WHAT TO PRODUCE => Gather every line in the records below that contains the string "white" and copy each one out in full.

[Dataset entries]
===

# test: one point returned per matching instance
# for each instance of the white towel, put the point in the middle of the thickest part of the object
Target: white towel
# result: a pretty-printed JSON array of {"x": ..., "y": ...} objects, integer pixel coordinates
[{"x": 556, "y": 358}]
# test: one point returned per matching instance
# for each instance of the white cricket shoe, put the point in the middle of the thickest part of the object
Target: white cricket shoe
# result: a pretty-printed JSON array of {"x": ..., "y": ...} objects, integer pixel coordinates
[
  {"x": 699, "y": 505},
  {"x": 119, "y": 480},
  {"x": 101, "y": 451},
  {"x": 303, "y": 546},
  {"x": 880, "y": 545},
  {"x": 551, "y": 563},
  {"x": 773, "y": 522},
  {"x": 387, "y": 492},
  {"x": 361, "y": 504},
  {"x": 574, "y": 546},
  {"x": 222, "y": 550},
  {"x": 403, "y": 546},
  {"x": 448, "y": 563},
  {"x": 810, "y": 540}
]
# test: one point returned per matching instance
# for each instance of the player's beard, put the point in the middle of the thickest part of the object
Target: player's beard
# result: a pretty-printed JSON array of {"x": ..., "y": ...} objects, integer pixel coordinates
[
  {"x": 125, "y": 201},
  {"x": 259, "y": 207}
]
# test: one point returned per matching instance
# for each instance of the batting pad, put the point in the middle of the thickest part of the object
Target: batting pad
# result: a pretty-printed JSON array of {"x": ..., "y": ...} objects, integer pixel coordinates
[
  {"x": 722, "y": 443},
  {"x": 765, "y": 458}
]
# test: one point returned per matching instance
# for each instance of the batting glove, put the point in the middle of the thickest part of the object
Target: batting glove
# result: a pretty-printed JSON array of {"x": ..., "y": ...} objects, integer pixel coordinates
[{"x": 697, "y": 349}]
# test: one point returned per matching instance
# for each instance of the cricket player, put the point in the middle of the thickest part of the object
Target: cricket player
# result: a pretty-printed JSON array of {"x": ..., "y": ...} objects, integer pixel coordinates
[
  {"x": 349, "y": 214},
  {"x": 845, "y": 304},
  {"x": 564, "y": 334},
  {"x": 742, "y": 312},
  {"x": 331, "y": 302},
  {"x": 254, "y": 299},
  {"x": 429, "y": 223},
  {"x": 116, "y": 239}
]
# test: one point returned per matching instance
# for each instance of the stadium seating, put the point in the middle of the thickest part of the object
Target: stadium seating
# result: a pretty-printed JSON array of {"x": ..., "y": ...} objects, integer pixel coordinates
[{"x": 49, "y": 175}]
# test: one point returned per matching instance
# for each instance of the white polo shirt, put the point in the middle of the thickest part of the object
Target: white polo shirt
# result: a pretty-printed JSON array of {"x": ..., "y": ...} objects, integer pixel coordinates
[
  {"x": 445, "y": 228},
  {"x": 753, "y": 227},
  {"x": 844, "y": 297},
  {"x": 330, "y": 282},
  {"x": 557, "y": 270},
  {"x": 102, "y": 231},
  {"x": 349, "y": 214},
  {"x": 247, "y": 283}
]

===

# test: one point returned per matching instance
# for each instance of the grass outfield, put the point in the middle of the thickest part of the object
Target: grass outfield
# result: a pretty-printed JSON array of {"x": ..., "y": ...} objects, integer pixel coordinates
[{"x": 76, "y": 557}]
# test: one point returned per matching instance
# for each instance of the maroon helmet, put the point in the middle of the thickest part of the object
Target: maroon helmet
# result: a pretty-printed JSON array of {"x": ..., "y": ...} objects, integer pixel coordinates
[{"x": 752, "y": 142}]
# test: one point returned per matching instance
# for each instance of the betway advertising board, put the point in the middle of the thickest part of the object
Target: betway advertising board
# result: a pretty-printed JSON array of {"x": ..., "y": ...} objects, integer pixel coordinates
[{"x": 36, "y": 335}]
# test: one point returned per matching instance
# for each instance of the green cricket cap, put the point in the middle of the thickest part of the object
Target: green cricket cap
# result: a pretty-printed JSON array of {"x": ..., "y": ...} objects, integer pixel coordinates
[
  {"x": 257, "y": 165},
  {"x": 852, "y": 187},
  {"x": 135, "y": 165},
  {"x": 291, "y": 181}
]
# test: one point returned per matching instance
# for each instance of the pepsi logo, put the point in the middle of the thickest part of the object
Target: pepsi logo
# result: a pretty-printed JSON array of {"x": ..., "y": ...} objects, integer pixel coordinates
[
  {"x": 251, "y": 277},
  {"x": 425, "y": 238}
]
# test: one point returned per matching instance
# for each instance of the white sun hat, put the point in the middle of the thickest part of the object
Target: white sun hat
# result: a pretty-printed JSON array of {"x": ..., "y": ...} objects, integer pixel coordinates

===

RESULT BELOW =>
# for each instance of the white towel, put the point in the middle of the thickest part of the object
Target: white towel
# for each instance of the white cricket shoe, put the point in the middle of the thickest part of the object
Target: white cricket shoe
# for each instance of the white polo shirt, put the point in the middle of the thickest part of the object
Target: white polo shirt
# for each instance of the white sun hat, put the point in the middle of the thickest part of the object
Target: white sun hat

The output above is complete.